Exactly and in full, give the records again.
☆ ☆ ☆
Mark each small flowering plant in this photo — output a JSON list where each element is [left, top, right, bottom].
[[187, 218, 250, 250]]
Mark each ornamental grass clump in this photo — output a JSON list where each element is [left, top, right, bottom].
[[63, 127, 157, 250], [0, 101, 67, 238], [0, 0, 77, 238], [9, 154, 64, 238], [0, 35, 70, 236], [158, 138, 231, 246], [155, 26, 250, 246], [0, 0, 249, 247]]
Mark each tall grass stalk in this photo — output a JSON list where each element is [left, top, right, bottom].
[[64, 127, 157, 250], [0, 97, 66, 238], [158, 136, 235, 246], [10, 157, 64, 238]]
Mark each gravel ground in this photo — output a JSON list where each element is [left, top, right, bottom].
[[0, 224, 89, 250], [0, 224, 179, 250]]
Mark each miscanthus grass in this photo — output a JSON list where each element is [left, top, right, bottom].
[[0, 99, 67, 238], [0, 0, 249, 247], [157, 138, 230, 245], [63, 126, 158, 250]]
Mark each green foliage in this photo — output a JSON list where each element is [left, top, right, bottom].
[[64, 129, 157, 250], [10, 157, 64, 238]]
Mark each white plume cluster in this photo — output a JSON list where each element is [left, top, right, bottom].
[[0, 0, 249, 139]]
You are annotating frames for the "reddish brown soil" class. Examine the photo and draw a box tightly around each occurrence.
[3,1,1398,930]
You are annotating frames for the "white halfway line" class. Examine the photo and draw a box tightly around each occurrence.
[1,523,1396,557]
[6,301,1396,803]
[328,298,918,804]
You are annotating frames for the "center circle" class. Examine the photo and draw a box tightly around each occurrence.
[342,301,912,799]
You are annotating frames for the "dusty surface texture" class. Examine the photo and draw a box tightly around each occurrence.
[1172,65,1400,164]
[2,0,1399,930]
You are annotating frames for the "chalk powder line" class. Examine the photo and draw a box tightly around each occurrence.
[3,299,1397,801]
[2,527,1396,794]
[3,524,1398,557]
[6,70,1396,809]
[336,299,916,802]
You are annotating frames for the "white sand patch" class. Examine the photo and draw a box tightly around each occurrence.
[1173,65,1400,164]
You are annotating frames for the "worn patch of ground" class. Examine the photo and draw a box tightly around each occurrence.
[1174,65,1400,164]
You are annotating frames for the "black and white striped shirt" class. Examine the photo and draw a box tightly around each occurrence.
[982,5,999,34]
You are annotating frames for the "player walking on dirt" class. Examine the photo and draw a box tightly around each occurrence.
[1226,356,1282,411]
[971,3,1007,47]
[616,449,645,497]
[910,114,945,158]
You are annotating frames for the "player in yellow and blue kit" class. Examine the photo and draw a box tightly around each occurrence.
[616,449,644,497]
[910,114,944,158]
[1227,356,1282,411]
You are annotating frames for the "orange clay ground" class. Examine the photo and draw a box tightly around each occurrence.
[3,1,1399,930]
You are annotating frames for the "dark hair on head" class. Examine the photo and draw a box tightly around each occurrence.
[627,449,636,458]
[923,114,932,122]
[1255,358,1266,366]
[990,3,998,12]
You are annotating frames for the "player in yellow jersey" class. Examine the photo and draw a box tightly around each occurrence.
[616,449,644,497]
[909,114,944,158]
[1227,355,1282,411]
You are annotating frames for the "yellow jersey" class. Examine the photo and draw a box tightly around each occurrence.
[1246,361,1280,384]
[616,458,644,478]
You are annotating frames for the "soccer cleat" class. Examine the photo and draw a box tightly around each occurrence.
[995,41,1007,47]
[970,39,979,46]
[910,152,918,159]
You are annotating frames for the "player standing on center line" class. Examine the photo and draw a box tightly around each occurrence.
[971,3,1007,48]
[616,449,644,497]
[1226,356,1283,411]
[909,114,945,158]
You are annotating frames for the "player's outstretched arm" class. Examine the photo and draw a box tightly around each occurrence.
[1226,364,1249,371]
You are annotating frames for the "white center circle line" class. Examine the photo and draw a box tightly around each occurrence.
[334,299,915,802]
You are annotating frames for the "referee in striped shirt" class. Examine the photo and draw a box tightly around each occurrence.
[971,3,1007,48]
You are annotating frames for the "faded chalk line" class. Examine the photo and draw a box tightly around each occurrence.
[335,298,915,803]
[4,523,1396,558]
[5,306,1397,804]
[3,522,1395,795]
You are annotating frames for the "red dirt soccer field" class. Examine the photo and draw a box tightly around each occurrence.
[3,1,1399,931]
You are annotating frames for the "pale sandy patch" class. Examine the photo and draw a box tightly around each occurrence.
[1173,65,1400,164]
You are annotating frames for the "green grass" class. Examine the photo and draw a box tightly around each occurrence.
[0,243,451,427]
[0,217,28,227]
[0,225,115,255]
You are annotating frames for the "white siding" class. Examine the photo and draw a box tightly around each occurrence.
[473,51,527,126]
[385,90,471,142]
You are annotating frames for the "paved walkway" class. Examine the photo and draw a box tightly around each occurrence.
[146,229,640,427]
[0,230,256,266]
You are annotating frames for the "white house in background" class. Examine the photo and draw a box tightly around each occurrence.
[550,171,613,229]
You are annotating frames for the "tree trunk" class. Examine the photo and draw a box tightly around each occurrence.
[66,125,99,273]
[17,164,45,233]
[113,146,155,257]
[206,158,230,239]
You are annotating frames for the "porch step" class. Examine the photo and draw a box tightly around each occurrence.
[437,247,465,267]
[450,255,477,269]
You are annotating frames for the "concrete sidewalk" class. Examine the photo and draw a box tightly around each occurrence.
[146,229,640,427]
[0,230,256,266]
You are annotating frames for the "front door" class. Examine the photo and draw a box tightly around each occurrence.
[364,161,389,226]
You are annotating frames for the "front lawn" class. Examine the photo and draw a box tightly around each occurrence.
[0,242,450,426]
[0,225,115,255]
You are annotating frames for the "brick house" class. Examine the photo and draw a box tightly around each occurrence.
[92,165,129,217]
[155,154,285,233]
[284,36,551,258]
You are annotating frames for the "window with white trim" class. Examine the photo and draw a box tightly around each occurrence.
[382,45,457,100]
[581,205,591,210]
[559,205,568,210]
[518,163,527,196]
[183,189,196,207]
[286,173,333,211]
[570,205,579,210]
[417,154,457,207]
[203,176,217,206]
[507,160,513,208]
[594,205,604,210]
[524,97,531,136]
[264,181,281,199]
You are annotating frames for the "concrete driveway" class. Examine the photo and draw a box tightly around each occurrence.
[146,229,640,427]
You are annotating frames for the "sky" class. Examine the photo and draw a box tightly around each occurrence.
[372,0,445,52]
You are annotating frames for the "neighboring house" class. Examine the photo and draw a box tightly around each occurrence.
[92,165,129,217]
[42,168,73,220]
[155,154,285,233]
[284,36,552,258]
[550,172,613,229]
☆ ☆ ☆
* _ANSWER TO THIS PROBLEM_:
Mark each small flowering plant in this photo — output a JSON list where each element is [left, top, right, bottom].
[[187, 218, 250, 250]]
Mark each ornamental grass clump in this photo — output a JSON list where each element is [left, top, right, bottom].
[[63, 127, 157, 250], [0, 101, 67, 238], [0, 0, 77, 238], [9, 154, 64, 238], [0, 35, 70, 236], [158, 138, 231, 246], [155, 26, 250, 246], [0, 0, 249, 247]]
Mark each tall grass stalk in this photo — output a JSON list where each element is [left, top, right, bottom].
[[64, 127, 157, 250], [0, 97, 66, 238], [158, 136, 235, 246], [10, 157, 64, 238]]
Mark each gravel ground in this photo — output a JSON list where each element is [left, top, right, bottom].
[[0, 224, 89, 250], [0, 224, 179, 250]]
Mark each miscanthus grass in this photo — output a JSON list where each element is [left, top, right, bottom].
[[0, 99, 67, 238], [0, 0, 249, 247], [157, 138, 230, 245], [63, 126, 158, 250]]
Mark each green foliage in this photo — output a JSON list where each element is [left, top, right, bottom].
[[64, 129, 157, 250], [10, 157, 64, 238]]
Mark each white plume cluster in this photo — output a JSON list where each element is [left, top, right, bottom].
[[0, 0, 249, 139]]
You are annotating frames for the "reddish brown soil" class. Examine the photo and draw a box tightly around each occurrence.
[3,1,1398,930]
You are annotating frames for the "white halfway line" class. Examine the photo and draw a box tightly around each occurrence.
[1,523,1396,557]
[6,301,1396,803]
[328,298,918,804]
You are annotating frames for the "center circle" class. Examine the photo and draw a box tightly around each occurrence.
[342,301,912,799]
You are annotating frames for the "dusty surface texture" class. Examine the photo and draw a box tightly around each occurrence.
[1172,65,1400,164]
[2,0,1399,930]
You are annotating frames for the "chalk powder line" class. Examine the photo and draw a box tightly around each occurrence.
[3,299,1397,801]
[2,527,1396,794]
[3,524,1398,557]
[6,70,1396,809]
[336,299,916,802]
You are annotating frames for the "white sand patch" class. Examine the photo and draw a box tightly around each occurrence.
[1173,65,1400,164]
You are annotating frames for the "worn patch of ground" class. Examine the photo and draw a box tightly around each occurrence.
[1174,65,1400,164]
You are annotating frames for the "black and white striped shirt" class. Examine the photo and draw a box tightly around each occurrence.
[982,5,999,34]
You are annotating frames for the "player walking on dirt" class. Examine the photo and draw a box tightly around each occurrence.
[1226,356,1282,411]
[971,3,1007,47]
[616,449,645,497]
[910,114,945,158]
You are annotating frames for the "player in yellow and blue kit" class. Examine the photo and draw a box tightly around each occurrence.
[616,449,644,497]
[910,114,944,158]
[1227,356,1282,411]
You are annotating frames for the "orange clay ground" class. Examine the photo and draw a box tightly around each occurrence.
[3,1,1399,930]
You are annotating frames for the "dark hair on head" class. Examine the photo and draw a box tightly around each occurrence.
[627,449,636,458]
[923,114,932,122]
[1255,358,1266,366]
[990,3,998,12]
You are annotating frames for the "player in yellow jersey" class. Examine the photo and draw a box tightly around each occurrence.
[616,449,644,497]
[909,114,944,158]
[1227,355,1282,411]
You are annotating frames for the "yellow jersey" class. Examine the photo and draw a box tightly around each occurrence.
[1246,361,1280,384]
[616,458,644,478]
You are annotating frames for the "soccer cleat" class. Examine the photo and draw a box tightly around each occurrence.
[995,41,1007,47]
[970,39,979,46]
[910,152,918,159]
You are annotating frames for the "player standing on center line" class. Examine the photo and draw a box tightly around each occurrence.
[971,3,1007,48]
[616,449,644,497]
[1226,356,1283,411]
[909,114,945,158]
You are annotating frames for the "player's outstretched arm" class. Examine the photo and draw a box tightly around each occurrence.
[1226,364,1249,371]
You are annotating frames for the "white center circle line" class. Examine the photo and draw a box tightly around each occurrence.
[334,299,915,802]
You are annotating frames for the "referee in striped shirt" class. Examine the photo and draw a box tightly around each occurrence.
[971,3,1007,48]
You are annotating frames for the "faded chalk line" class. Examine the photo and draw a box tightly around each occurrence.
[335,298,915,803]
[4,523,1396,558]
[5,306,1397,804]
[3,522,1395,795]
You are annotating frames for the "red dirt soccer field" class. Examine the photo and draw a box tightly around each occurrence.
[3,1,1399,931]
You are annotating frames for the "pale sandy patch" class. Examine the photo and draw a box tightly around each occurrence.
[1173,65,1400,164]
You are annotating frames for the "green grass" class. Examine the photo and draw a box tightly around each occurrence.
[0,243,451,427]
[0,217,28,227]
[0,225,115,255]
You are annotating frames for the "white siding" class. Examine the photo and draw a box tightly around each occurrence.
[473,51,527,126]
[385,90,471,142]
You are annotating frames for the "paved walkway" class. Examine the photo and draw a box tightly around each occurrence.
[146,229,640,427]
[0,230,256,266]
You are annotating frames for the "white house in background" class. Examine the photo and draw a box tightly around each occurrence.
[550,171,613,229]
You are annotating frames for the "tree trunk" class. Examine the photo and draw a box tightly around each occurrence.
[66,125,99,273]
[17,164,45,233]
[113,146,155,257]
[206,158,230,239]
You are annotating frames for the "porch step" class. Examine the photo and draw a box tightly around each occurrence.
[437,247,465,267]
[450,255,477,269]
You are annotating frames for the "concrete sidewalk" class. Examine the photo and draw a box tightly around each occurrence.
[146,229,640,427]
[0,230,256,266]
You are annotating frames for the "front door" class. Examine the photo and draw a box tightly around each occurrence.
[364,161,389,226]
You are annotating frames for the "front lawn" class. Examine the photo and draw a box tightly around each occurrence.
[0,242,450,426]
[0,225,115,255]
You are annotating frames for the "brick house" class. Examine the photo and draw a box tightly around each occurrence.
[92,165,129,217]
[155,154,285,233]
[284,36,551,258]
You are annotating frames for the "window with white trim" class. Examine the photo and draw a box tightly around each occurrence.
[382,45,457,100]
[581,205,591,210]
[559,205,568,210]
[518,163,527,196]
[183,189,196,207]
[286,173,333,211]
[570,205,579,210]
[417,154,457,207]
[203,176,217,206]
[507,160,513,208]
[594,205,604,210]
[524,97,531,136]
[264,181,281,199]
You are annotating frames for the "concrete driveway" class. Examine the photo and draw a box tightly around each occurrence.
[146,229,640,427]
You are annotating frames for the "sky" class. Examine the photo and draw a box tightly around each occurrence.
[372,0,445,52]
You are annotating frames for the "neighboring house" class. Examine the photo and draw a box tightly around each occurrence.
[92,165,129,217]
[42,168,73,220]
[155,154,285,233]
[284,36,552,258]
[550,172,613,229]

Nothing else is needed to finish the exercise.